#### [Exercise objective]
Can you pull out, unchanged and in full, everything in the material from the line containing "Query: brown wavy hair" down to the line containing "Outline every instance of the brown wavy", including both of those lines?

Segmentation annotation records
::::
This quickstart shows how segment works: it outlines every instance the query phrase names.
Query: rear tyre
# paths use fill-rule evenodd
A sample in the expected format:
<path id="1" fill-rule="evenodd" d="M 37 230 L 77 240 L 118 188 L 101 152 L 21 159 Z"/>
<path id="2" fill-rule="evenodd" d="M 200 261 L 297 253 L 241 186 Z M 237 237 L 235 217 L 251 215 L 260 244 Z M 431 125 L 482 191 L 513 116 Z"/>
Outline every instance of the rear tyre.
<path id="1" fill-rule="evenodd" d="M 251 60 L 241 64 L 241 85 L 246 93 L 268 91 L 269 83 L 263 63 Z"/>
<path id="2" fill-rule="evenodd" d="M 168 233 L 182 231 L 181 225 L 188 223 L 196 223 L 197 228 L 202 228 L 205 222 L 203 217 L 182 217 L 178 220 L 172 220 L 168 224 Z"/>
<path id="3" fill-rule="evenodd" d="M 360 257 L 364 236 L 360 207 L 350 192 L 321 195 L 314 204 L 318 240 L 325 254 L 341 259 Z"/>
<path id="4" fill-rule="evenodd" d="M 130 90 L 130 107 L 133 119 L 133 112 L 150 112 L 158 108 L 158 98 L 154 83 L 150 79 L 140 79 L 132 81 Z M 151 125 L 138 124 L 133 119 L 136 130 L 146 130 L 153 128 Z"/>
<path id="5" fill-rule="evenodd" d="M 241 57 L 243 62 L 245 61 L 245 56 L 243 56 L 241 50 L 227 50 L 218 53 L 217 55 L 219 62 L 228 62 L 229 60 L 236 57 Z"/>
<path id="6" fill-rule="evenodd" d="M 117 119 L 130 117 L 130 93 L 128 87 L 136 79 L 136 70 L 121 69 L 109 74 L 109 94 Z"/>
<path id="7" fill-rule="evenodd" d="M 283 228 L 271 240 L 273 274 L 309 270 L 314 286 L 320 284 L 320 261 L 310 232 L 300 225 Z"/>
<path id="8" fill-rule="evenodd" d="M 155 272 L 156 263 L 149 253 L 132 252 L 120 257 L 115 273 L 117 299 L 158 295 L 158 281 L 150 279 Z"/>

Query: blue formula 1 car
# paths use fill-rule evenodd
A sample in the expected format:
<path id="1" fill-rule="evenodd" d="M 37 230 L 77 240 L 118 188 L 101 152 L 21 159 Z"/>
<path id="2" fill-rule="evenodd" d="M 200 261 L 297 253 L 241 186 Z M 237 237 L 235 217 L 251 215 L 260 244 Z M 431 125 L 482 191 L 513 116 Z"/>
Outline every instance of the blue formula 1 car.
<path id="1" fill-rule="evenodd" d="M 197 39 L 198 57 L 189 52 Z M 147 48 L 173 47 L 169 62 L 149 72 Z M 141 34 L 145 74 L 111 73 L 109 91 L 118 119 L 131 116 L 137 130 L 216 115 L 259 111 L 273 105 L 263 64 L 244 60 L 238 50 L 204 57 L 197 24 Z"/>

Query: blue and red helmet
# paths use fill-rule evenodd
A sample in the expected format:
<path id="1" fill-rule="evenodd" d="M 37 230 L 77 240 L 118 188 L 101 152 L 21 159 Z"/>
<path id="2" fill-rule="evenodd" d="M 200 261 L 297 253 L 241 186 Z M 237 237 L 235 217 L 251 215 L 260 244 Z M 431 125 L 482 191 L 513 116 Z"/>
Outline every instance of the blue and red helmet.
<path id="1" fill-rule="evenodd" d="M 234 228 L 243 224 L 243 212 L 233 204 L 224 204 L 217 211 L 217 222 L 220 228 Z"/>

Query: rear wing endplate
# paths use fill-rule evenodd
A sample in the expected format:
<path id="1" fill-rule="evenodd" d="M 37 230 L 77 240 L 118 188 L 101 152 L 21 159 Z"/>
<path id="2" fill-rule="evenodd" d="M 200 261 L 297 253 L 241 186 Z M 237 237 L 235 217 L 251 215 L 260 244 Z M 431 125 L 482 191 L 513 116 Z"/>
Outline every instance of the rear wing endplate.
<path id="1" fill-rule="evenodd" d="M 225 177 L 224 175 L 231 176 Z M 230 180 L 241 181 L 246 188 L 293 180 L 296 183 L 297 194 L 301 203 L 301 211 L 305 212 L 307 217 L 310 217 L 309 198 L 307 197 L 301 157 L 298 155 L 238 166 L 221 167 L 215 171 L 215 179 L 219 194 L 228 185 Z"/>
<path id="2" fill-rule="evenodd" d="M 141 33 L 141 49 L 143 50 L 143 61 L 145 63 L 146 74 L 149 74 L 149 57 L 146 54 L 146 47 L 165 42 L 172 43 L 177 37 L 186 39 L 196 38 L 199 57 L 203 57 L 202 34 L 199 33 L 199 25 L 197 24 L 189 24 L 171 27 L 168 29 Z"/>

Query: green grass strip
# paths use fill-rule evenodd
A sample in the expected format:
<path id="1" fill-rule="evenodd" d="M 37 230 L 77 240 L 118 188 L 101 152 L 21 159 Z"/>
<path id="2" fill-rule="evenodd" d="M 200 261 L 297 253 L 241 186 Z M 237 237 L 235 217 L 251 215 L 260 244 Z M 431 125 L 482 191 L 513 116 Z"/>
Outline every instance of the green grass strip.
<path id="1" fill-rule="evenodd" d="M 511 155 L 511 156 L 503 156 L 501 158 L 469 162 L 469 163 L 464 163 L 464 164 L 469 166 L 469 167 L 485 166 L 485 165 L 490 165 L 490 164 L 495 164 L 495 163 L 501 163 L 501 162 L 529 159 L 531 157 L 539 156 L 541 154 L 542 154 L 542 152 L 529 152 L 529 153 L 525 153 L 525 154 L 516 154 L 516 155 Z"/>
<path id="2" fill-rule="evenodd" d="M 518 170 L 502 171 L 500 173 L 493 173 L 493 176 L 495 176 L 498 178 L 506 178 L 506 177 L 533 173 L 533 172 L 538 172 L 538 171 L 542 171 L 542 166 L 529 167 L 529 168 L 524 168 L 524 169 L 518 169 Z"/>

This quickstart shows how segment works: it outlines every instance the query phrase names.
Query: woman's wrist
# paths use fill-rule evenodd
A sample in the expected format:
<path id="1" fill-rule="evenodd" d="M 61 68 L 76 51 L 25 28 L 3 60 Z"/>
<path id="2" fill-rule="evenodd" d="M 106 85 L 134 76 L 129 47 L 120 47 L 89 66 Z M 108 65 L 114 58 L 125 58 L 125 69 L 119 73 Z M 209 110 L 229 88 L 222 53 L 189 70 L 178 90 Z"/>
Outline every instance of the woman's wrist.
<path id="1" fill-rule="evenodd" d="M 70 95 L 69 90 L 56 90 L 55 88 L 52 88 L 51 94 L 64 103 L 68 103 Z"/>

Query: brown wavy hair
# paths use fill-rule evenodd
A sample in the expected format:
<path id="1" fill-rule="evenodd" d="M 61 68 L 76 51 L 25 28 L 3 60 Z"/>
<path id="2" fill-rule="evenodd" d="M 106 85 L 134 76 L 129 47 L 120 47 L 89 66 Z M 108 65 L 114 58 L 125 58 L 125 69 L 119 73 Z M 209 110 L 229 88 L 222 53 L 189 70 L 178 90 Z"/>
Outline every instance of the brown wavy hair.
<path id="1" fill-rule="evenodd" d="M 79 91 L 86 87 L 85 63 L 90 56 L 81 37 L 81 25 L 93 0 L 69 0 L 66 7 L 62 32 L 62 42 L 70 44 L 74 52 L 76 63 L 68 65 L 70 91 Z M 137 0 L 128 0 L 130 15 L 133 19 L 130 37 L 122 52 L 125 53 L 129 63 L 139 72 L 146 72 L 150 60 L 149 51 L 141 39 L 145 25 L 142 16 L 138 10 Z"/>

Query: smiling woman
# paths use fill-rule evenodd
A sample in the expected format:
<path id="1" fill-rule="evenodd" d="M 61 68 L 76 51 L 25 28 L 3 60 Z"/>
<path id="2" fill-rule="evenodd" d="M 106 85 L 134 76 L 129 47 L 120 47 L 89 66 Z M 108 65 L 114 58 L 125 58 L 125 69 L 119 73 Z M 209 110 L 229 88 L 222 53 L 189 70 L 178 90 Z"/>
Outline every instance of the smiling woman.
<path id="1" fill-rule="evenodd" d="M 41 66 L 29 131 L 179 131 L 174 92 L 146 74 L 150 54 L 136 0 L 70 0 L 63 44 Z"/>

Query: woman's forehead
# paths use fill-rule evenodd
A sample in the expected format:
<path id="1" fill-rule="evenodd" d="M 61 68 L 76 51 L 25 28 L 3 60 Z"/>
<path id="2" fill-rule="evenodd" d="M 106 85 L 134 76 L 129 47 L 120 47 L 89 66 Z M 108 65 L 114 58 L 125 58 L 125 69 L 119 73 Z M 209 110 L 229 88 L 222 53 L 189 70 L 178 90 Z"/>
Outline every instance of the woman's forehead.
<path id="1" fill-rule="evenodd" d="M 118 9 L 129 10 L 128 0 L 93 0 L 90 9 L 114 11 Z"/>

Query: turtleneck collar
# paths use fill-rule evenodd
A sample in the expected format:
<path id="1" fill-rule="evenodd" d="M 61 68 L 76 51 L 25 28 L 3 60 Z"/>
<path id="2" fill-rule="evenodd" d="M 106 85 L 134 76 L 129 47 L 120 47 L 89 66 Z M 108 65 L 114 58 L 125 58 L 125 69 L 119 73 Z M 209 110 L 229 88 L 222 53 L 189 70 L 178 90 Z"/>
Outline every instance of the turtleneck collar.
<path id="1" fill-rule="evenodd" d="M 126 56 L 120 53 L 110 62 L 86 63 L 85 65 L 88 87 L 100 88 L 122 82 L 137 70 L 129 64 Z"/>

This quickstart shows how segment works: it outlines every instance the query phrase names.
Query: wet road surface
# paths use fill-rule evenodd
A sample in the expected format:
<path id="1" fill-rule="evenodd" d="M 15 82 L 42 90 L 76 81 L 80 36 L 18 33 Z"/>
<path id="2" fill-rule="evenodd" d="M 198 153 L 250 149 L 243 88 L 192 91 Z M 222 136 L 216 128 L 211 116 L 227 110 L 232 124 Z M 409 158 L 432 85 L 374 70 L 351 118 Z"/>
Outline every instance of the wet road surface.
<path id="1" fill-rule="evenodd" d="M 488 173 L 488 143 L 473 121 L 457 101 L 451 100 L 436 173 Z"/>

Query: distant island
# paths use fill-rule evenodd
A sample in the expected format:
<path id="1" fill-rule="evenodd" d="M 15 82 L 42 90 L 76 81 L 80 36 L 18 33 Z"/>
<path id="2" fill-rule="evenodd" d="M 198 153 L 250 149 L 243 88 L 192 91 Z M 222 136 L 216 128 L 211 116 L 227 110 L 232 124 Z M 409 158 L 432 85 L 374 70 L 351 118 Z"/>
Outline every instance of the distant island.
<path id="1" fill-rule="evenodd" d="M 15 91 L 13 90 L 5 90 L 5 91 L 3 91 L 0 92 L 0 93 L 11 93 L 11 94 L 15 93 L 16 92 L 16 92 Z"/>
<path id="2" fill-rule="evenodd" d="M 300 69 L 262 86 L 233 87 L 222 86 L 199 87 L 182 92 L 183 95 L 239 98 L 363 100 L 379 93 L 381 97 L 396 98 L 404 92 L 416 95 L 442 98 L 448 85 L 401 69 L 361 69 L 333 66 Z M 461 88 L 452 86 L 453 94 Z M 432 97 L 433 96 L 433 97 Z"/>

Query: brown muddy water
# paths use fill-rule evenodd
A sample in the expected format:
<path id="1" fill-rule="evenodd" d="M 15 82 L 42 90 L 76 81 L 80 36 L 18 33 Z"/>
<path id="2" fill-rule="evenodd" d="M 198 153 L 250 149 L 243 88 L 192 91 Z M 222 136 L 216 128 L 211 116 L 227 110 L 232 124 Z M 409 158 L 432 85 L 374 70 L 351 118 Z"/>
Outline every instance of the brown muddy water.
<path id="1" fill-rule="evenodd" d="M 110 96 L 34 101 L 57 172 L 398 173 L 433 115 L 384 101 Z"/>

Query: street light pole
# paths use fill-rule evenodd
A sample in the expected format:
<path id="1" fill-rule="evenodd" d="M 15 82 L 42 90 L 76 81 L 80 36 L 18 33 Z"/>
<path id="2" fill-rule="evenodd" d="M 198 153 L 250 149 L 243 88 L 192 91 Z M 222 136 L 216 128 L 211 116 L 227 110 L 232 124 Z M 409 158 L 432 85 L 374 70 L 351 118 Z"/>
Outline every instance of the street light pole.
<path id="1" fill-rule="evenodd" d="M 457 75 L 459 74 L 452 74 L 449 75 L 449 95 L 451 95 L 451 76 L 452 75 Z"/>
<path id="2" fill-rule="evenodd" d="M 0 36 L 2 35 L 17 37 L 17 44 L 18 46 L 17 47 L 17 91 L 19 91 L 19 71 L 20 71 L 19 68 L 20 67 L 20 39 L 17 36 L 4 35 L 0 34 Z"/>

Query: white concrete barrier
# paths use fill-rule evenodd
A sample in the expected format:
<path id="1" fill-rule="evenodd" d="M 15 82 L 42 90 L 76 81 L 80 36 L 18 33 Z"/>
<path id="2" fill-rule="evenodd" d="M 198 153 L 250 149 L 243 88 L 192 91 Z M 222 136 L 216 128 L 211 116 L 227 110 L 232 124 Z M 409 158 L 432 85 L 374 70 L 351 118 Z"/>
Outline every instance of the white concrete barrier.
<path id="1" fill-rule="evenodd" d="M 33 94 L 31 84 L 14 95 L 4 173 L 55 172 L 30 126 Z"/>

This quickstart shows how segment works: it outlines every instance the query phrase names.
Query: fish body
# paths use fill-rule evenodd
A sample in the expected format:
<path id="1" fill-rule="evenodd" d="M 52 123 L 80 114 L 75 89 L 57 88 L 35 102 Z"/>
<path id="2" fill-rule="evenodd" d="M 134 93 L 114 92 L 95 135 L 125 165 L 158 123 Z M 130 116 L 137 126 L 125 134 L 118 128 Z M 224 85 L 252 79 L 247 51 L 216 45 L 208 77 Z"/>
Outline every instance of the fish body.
::::
#### [Written response]
Query: brown wavy hair
# paths use fill-rule evenodd
A sample in the expected format:
<path id="1" fill-rule="evenodd" d="M 61 68 L 76 51 L 25 28 L 3 60 Z"/>
<path id="2" fill-rule="evenodd" d="M 106 85 L 134 76 L 129 47 L 120 47 L 89 66 Z M 108 65 L 114 58 L 125 58 L 125 69 L 119 73 Z M 209 110 L 229 88 L 222 53 L 189 70 L 178 90 Z"/>
Outline every instance of the brown wavy hair.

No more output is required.